- [WHAT YOU NEED TO DO] Lay out the listing below as a Markdown table with the columns "No." and "Text," one line per row and blank lines omitted. Cover only the lines from the one containing "Would you kindly indicate the headphone" through the end of the listing, and leave the pictures out.

- [MATERIAL FOR THIS TASK]
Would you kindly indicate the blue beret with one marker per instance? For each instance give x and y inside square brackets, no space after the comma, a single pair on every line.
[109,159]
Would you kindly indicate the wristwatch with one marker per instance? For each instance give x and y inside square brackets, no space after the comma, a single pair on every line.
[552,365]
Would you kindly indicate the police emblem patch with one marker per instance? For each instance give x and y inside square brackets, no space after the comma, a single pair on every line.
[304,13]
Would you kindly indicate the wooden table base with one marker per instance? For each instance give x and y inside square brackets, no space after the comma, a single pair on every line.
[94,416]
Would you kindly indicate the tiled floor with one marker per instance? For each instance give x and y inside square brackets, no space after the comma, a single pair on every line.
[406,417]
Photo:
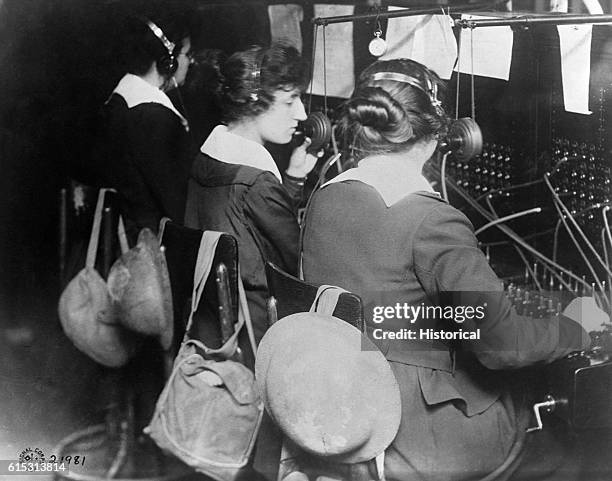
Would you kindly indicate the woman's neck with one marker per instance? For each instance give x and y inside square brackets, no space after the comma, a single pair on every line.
[154,78]
[409,161]
[245,129]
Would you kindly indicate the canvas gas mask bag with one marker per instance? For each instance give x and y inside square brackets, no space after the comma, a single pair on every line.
[209,413]
[86,310]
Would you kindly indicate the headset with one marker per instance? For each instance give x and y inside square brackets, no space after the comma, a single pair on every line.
[464,138]
[167,64]
[256,75]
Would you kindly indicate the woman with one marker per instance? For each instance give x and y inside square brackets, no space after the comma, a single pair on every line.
[380,231]
[144,149]
[235,185]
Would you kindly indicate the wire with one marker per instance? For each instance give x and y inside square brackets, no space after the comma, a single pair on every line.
[458,76]
[558,225]
[443,176]
[605,248]
[535,210]
[576,226]
[324,70]
[520,252]
[312,64]
[529,269]
[506,189]
[607,226]
[580,251]
[472,92]
[509,232]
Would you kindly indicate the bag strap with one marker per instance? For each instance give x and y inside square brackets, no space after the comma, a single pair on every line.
[94,238]
[206,253]
[326,299]
[122,237]
[162,228]
[380,466]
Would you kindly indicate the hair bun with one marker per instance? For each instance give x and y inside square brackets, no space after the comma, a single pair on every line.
[368,113]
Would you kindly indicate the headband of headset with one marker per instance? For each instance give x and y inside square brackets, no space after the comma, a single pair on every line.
[430,88]
[159,33]
[256,75]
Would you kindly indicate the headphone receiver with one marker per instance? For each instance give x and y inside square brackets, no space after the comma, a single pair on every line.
[318,127]
[167,64]
[464,138]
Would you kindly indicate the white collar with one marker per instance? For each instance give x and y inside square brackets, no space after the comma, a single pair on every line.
[135,91]
[391,183]
[227,147]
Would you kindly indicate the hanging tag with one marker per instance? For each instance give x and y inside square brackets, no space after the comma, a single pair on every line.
[378,45]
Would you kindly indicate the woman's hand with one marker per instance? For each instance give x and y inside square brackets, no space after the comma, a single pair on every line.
[301,162]
[584,311]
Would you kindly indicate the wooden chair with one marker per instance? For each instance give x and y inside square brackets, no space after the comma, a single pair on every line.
[114,449]
[290,295]
[218,309]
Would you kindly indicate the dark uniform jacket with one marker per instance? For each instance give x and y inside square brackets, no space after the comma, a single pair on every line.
[458,419]
[259,211]
[144,152]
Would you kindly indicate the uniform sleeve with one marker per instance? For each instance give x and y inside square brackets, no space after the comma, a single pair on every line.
[295,188]
[272,211]
[450,265]
[160,157]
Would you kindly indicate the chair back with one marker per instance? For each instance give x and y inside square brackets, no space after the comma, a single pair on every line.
[218,308]
[290,295]
[77,207]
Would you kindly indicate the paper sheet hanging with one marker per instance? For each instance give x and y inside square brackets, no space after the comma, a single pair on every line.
[485,51]
[427,39]
[339,62]
[575,47]
[285,24]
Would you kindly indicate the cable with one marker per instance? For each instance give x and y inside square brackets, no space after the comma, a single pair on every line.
[324,70]
[506,189]
[443,176]
[509,232]
[473,99]
[558,225]
[605,248]
[529,269]
[520,252]
[312,64]
[535,210]
[580,251]
[571,217]
[458,76]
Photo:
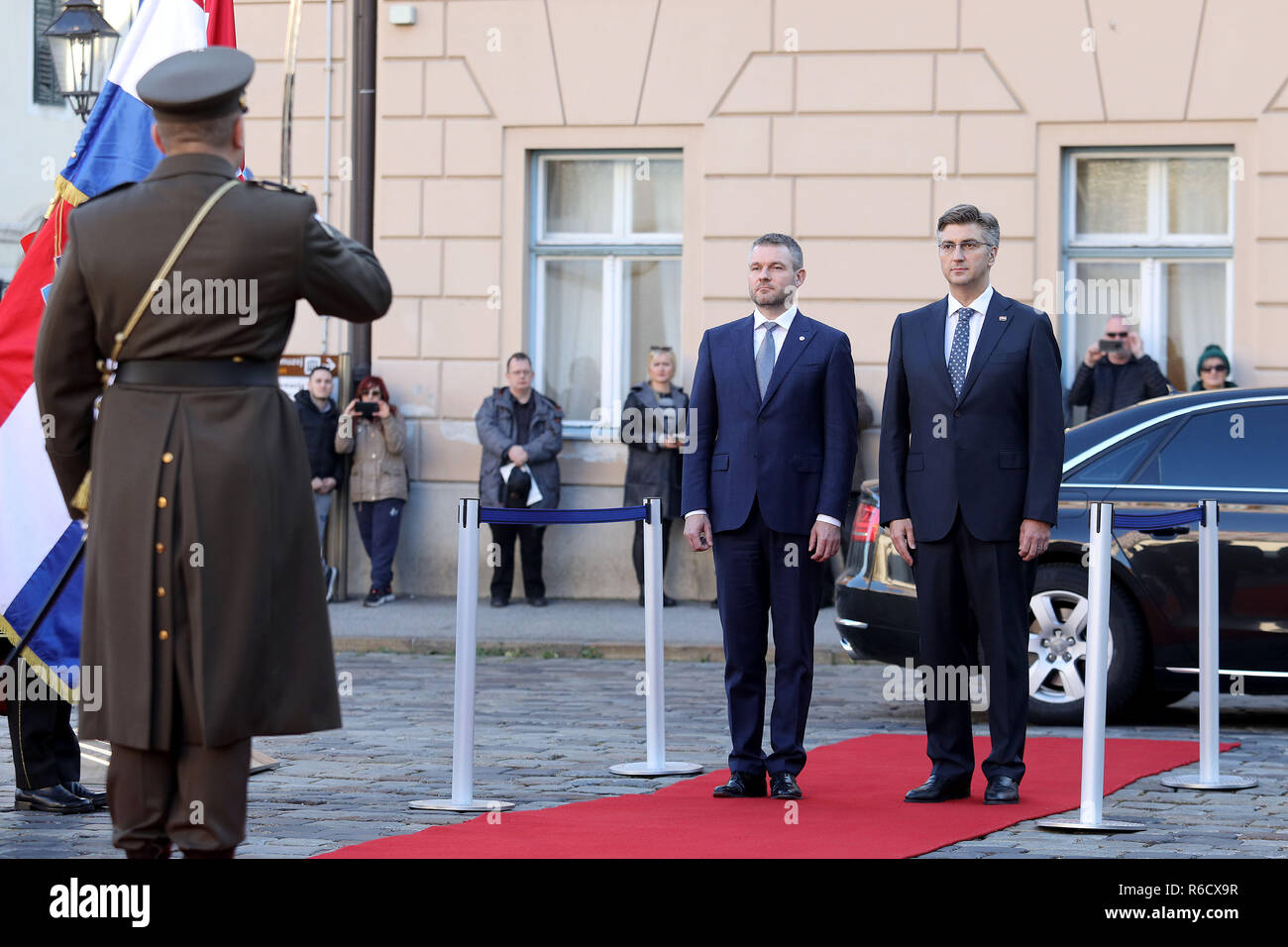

- [WRITTEN SOLUTION]
| No. | Text |
|---|---|
| 1 | Would you kindly indicate the headphone receiver with one marker per instance? For each instance give x and y inside square brackets, no space after the comma, a single pair on every line. |
| 2 | [318,127] |
| 3 | [167,64] |
| 4 | [464,138] |
| 5 | Would you kindly indicate the white collar with one marker per instance? For each instance give x and y inside square brackets, no space after the comma, a single pair on every line. |
| 6 | [135,91] |
| 7 | [391,183] |
| 8 | [227,147] |
| 9 | Would you kindly indicate the hanging tag with one marker per instance? For each instance give x and y inside square brackets, no space after the comma, a single pair on every line. |
| 10 | [378,45] |
| 11 | Would you kindly indicate the woman's hand with one marker per instance? For each instance give x and y inside square brackets, no space after the comma, a single pair on every line. |
| 12 | [301,162] |
| 13 | [584,311] |
| 14 | Would you kindly indicate the wooden chair with one marker per instance? For each instance give x and y inside square brackets, no space after the comma, a single pair on every line. |
| 15 | [114,449] |
| 16 | [290,295] |
| 17 | [218,309] |
| 18 | Would you kindly indicate the dark uniform jacket with one marker per instance? For each instance give x and y inside square brackets, no space after the comma, a single pair on every line. |
| 19 | [458,419] |
| 20 | [259,211] |
| 21 | [144,152] |
| 22 | Would you kindly indicate the uniform sleeve with one marker per instance? For each instance give x and y inside square brackets, no space after the comma, a single pair on every line. |
| 23 | [295,188] |
| 24 | [272,211] |
| 25 | [450,265] |
| 26 | [160,157] |
| 27 | Would you kindly indicate the chair back with one marker per instance? For each instance give x and y inside square brackets, no space after the comma, a single pair on every line. |
| 28 | [218,308] |
| 29 | [290,295] |
| 30 | [77,207] |
| 31 | Would you kindly indicate the paper sheet hanging with one marker per instance? For each instance give x and y inside square brackets, no space after the comma, a single pair on every line. |
| 32 | [485,51] |
| 33 | [427,39] |
| 34 | [339,62] |
| 35 | [575,47] |
| 36 | [285,24] |
| 37 | Would you kindly indicate the cable with one marker per instance? For each instance give x and y inside square brackets, no space after the comma, a single pair on every line. |
| 38 | [324,70] |
| 39 | [506,189] |
| 40 | [443,176] |
| 41 | [509,232] |
| 42 | [473,99] |
| 43 | [558,225] |
| 44 | [605,248] |
| 45 | [529,269] |
| 46 | [520,252] |
| 47 | [312,64] |
| 48 | [535,210] |
| 49 | [580,251] |
| 50 | [571,217] |
| 51 | [458,76] |
| 52 | Photo: |